===== Data shown

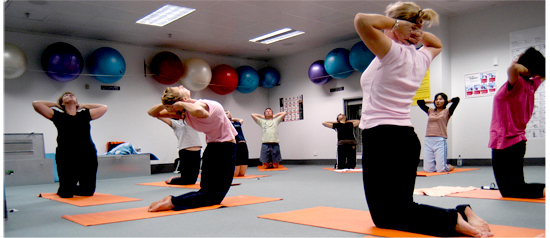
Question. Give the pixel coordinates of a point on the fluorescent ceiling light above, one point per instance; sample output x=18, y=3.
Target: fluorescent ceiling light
x=277, y=32
x=282, y=37
x=165, y=15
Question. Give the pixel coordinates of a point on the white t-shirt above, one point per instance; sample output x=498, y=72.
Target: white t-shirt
x=389, y=84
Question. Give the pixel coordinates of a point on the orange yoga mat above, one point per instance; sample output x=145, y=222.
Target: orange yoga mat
x=281, y=168
x=83, y=201
x=99, y=218
x=249, y=176
x=164, y=184
x=361, y=222
x=246, y=176
x=347, y=171
x=456, y=170
x=493, y=194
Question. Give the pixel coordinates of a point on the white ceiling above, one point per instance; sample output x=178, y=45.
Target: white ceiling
x=219, y=27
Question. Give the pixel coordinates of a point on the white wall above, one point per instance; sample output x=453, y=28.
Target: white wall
x=303, y=139
x=127, y=118
x=477, y=38
x=470, y=43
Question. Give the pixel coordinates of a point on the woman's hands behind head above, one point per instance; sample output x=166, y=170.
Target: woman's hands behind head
x=407, y=33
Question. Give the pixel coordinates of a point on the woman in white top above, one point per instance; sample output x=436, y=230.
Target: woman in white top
x=391, y=147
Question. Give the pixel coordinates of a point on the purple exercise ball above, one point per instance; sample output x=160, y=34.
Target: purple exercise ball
x=317, y=73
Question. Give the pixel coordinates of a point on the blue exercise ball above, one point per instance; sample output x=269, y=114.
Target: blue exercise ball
x=317, y=73
x=269, y=77
x=62, y=62
x=337, y=63
x=106, y=65
x=360, y=56
x=248, y=79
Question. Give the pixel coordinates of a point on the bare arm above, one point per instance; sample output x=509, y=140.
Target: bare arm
x=329, y=124
x=238, y=119
x=197, y=109
x=355, y=122
x=44, y=108
x=280, y=114
x=159, y=111
x=432, y=43
x=96, y=110
x=166, y=120
x=370, y=26
x=256, y=116
x=515, y=71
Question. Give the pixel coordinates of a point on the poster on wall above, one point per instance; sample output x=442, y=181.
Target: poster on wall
x=480, y=84
x=424, y=91
x=294, y=106
x=519, y=42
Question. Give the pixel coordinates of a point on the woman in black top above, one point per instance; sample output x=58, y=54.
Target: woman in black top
x=75, y=155
x=347, y=152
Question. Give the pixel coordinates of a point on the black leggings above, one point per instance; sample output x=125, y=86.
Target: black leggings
x=508, y=170
x=190, y=166
x=390, y=160
x=218, y=168
x=77, y=172
x=347, y=157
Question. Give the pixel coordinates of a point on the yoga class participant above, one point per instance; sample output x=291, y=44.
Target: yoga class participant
x=75, y=155
x=513, y=106
x=189, y=147
x=435, y=143
x=347, y=152
x=218, y=159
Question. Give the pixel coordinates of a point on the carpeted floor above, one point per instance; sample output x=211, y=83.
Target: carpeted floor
x=302, y=186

==========

- [Task to carry out]:
The records above are to be copied exactly, without their pictures.

- [Output for this task]:
Question. Give the pixel coordinates of a point on the fluorescent ceiling light above, one point per instance; sample output x=18, y=3.
Target: fluorescent ceiling light
x=277, y=32
x=282, y=37
x=165, y=15
Question. Give the pixel coordinates of a point on the white t-shirt above, one point per instance; sample output x=498, y=72.
Target: white t-shirt
x=389, y=84
Question. Give the pixel coordinates of a point on the orange yoga mat above, one point per instance; sample output x=145, y=222.
Target: orange yoga mat
x=281, y=168
x=83, y=201
x=99, y=218
x=249, y=176
x=164, y=184
x=361, y=222
x=246, y=176
x=347, y=171
x=456, y=170
x=493, y=194
Question. Give the pixel coordinates of a point on the white ceiling above, one point per instance; sample output x=178, y=45.
Target: white ceiling
x=219, y=27
Question. Give the pixel coordinates of a point on the white wall above, one point per instance; sample output x=453, y=28.
Target: white wall
x=303, y=139
x=127, y=118
x=477, y=38
x=470, y=43
Question. Give the pixel coordinates of a point on the woman's hands behind head above, one point per instance; sample output x=166, y=170.
Target: woman's hands behind head
x=407, y=33
Question. Give the pixel coordinates of a point on the woman in white top above, one point per instance; sample output x=436, y=230.
Target: woman in white top
x=391, y=147
Question. Give the pixel coordinates of a point on the purple exercise ball above, one point per instance; sample output x=160, y=34.
Target: purple exercise ball
x=317, y=73
Question. Give the pixel coordinates of a point on the blue exercise ball above, one point per instance; sample output x=269, y=114.
Target: blue exercise ball
x=317, y=73
x=269, y=77
x=62, y=62
x=337, y=63
x=106, y=65
x=360, y=56
x=248, y=79
Question. Give the pixel coordinates of a point on the bare arm above, one point per instance; sample output x=509, y=140.
Target: bare arm
x=329, y=124
x=238, y=119
x=197, y=109
x=355, y=122
x=44, y=108
x=280, y=114
x=159, y=111
x=432, y=43
x=96, y=110
x=166, y=120
x=370, y=26
x=256, y=116
x=515, y=71
Question. Give the pixel coordinates of a point on the poster on wall above, one point per instance; sample output x=442, y=181.
Target: poster on wall
x=480, y=84
x=424, y=91
x=294, y=106
x=519, y=42
Question. Give the pixel coordinates of a point on the woman in black top above, one point per instance; sample output x=58, y=54.
Target: woman in black top
x=75, y=155
x=347, y=152
Question. Give the pixel coordinates of a point on the black leggings above, one point per instance; sample output x=125, y=86.
Target: black leggings
x=508, y=170
x=190, y=166
x=390, y=160
x=218, y=168
x=77, y=172
x=347, y=157
Question. Give the pixel coordinates of a point on the yoga class participant above, one point per instance; sample output x=291, y=44.
Target: yoga class participant
x=75, y=155
x=513, y=106
x=189, y=147
x=435, y=143
x=347, y=152
x=218, y=159
Question. Give the pixel coordinates of a point on the carpeted floor above, one point per instance; sample output x=211, y=83.
Target: carpeted floor
x=302, y=186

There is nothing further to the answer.